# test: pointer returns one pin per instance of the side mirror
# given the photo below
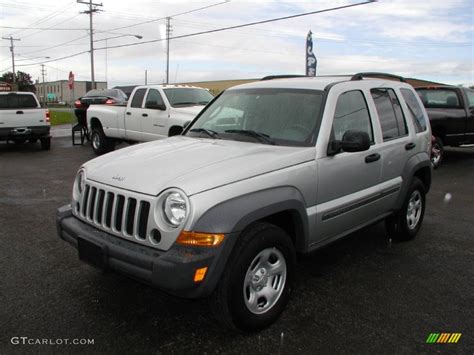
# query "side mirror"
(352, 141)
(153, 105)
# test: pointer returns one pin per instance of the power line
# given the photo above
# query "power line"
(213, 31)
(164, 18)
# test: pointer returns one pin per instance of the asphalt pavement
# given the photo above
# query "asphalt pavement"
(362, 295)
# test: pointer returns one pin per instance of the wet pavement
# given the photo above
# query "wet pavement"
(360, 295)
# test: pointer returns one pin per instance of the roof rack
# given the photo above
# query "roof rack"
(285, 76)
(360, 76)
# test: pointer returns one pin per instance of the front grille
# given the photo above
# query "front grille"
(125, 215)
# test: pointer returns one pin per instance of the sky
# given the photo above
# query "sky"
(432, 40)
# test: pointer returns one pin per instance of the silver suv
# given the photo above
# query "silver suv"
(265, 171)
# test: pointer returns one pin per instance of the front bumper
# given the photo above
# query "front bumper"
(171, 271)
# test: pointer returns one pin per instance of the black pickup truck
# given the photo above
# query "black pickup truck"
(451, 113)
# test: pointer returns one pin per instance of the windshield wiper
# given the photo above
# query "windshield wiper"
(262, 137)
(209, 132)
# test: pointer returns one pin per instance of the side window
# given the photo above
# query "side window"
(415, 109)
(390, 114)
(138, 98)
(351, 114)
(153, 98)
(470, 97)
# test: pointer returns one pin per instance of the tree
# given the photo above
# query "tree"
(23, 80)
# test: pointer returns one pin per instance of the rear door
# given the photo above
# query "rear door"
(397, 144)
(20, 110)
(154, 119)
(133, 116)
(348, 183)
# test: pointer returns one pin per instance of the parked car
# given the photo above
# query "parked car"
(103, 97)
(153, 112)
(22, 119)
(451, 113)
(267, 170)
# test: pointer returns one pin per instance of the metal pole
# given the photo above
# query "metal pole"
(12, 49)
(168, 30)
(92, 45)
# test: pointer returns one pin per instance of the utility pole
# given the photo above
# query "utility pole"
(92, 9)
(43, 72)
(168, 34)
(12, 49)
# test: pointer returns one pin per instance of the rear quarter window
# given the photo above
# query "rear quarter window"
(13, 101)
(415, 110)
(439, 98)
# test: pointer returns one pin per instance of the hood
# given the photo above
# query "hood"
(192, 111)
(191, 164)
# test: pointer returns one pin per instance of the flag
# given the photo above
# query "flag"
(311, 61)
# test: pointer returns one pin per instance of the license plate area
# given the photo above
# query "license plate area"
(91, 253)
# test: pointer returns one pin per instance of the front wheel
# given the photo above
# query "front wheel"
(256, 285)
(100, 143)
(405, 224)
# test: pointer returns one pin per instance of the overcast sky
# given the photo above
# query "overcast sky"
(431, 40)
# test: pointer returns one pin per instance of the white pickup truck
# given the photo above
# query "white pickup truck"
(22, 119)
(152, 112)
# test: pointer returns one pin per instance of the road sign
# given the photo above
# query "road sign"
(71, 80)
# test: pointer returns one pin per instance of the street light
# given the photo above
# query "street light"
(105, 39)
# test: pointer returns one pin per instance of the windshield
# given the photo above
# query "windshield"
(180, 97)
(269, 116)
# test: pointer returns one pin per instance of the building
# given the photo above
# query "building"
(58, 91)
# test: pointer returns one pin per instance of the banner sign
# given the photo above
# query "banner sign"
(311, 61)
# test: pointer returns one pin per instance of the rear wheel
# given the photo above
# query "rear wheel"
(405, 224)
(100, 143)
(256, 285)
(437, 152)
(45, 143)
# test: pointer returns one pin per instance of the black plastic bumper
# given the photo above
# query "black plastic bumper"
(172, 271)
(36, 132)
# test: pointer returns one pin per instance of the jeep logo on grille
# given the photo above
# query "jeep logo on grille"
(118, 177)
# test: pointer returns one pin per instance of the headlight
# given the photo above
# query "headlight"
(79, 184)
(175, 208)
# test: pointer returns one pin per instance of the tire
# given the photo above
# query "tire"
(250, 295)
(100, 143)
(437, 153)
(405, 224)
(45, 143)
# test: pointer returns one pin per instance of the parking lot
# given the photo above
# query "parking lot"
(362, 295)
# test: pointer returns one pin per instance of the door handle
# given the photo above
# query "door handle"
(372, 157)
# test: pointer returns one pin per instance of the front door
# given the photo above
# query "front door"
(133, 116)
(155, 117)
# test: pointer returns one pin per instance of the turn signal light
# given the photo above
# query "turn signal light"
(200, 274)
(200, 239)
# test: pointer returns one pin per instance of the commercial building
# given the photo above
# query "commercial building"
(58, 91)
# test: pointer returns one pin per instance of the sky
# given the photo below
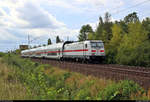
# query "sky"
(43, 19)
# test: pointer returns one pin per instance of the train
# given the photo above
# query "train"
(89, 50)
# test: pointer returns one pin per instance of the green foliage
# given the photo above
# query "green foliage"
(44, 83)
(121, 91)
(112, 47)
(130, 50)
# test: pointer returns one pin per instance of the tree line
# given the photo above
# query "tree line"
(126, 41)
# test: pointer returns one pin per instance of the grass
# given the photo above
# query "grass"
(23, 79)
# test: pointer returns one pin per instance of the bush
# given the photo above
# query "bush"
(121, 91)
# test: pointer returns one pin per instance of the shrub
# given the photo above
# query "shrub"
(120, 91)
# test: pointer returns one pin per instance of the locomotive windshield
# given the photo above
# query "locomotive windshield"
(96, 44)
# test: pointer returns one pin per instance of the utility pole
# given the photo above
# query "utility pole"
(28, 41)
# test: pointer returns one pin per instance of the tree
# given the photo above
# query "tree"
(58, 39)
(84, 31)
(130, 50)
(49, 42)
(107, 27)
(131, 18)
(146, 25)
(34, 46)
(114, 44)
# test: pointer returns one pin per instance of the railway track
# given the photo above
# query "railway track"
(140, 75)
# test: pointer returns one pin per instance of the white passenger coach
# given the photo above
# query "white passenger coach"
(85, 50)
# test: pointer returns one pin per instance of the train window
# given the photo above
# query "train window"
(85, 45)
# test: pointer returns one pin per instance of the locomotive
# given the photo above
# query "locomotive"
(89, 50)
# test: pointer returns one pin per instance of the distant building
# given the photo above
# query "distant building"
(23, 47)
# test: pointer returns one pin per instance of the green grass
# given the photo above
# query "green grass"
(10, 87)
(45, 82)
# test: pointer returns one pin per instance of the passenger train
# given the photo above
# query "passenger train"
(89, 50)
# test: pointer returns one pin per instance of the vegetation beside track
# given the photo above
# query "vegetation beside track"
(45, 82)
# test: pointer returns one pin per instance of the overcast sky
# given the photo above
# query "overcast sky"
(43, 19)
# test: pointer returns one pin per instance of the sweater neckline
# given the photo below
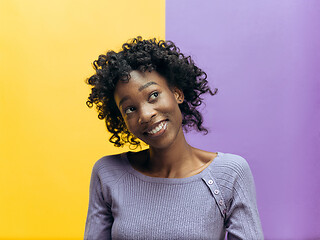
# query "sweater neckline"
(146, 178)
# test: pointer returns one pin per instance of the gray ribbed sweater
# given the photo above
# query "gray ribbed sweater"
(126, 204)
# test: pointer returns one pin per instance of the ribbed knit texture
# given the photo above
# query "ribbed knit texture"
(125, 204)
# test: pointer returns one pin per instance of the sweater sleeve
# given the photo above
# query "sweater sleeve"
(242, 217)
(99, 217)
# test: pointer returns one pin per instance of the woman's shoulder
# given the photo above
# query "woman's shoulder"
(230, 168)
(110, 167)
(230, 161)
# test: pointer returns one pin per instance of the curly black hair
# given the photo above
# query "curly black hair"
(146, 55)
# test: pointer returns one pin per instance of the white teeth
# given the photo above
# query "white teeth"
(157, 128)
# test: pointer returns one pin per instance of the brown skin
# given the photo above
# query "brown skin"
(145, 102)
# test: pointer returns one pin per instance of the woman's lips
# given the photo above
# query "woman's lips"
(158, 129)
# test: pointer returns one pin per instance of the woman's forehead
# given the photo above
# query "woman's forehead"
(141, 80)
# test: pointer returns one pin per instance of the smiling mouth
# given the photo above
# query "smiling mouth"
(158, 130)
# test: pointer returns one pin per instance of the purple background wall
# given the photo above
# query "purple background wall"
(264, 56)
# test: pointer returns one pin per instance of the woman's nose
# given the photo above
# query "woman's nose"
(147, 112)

════════

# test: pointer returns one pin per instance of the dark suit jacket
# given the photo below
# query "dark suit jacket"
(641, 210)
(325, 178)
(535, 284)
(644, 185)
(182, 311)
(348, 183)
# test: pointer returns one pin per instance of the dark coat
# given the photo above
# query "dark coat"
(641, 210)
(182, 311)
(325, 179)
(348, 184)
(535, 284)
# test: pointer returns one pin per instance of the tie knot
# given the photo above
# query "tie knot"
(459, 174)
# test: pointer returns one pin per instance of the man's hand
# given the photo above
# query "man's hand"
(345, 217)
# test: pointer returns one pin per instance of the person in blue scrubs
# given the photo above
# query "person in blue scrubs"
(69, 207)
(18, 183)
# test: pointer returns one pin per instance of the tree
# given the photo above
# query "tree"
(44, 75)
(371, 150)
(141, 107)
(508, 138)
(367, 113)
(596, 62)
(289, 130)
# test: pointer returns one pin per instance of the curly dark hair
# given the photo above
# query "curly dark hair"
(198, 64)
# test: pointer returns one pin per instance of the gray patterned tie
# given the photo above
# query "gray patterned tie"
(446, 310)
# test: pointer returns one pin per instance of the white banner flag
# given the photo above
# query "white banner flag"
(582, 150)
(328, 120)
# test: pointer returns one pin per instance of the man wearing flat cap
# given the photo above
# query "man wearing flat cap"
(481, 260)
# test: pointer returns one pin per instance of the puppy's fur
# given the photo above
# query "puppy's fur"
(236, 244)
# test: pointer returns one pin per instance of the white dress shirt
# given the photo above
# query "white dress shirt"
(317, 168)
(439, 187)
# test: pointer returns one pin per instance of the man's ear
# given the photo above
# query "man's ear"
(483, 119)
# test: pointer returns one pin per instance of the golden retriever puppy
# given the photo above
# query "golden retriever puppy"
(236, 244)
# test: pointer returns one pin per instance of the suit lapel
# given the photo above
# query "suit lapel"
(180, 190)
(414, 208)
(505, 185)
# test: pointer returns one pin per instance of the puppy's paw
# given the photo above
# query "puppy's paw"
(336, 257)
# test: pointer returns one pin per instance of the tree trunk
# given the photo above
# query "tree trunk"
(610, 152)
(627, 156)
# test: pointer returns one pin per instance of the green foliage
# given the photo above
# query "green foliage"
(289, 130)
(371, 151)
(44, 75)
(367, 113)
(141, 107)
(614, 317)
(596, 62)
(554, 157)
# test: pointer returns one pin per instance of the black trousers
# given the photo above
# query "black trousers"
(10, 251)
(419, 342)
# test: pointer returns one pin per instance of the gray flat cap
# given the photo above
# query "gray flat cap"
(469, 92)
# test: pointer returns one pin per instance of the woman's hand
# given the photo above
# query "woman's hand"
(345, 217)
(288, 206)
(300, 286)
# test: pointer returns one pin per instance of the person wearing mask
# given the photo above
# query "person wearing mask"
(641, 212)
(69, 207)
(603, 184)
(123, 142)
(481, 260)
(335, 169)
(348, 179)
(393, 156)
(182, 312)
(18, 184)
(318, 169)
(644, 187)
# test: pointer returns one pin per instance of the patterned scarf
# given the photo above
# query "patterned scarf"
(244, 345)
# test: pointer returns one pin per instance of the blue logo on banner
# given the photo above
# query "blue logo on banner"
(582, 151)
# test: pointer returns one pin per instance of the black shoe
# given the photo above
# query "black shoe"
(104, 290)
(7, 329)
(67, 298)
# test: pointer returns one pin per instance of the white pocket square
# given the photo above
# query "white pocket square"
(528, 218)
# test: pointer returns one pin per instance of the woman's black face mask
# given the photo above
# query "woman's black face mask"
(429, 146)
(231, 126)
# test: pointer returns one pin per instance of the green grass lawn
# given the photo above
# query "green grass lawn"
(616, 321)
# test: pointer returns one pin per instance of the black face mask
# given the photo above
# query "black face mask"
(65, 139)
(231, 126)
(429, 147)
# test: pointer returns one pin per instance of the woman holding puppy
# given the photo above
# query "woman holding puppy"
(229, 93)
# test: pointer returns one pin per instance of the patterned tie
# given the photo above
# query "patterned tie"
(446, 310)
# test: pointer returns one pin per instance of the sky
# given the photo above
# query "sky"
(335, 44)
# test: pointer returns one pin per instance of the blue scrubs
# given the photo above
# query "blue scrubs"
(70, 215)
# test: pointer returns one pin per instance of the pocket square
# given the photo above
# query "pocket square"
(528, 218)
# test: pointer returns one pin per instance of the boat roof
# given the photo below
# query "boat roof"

════════

Whenever the string "boat" occurs in a line of the entries above, copy that line.

# test: pointer returns one pin per instance of the boat roof
# query "boat roof"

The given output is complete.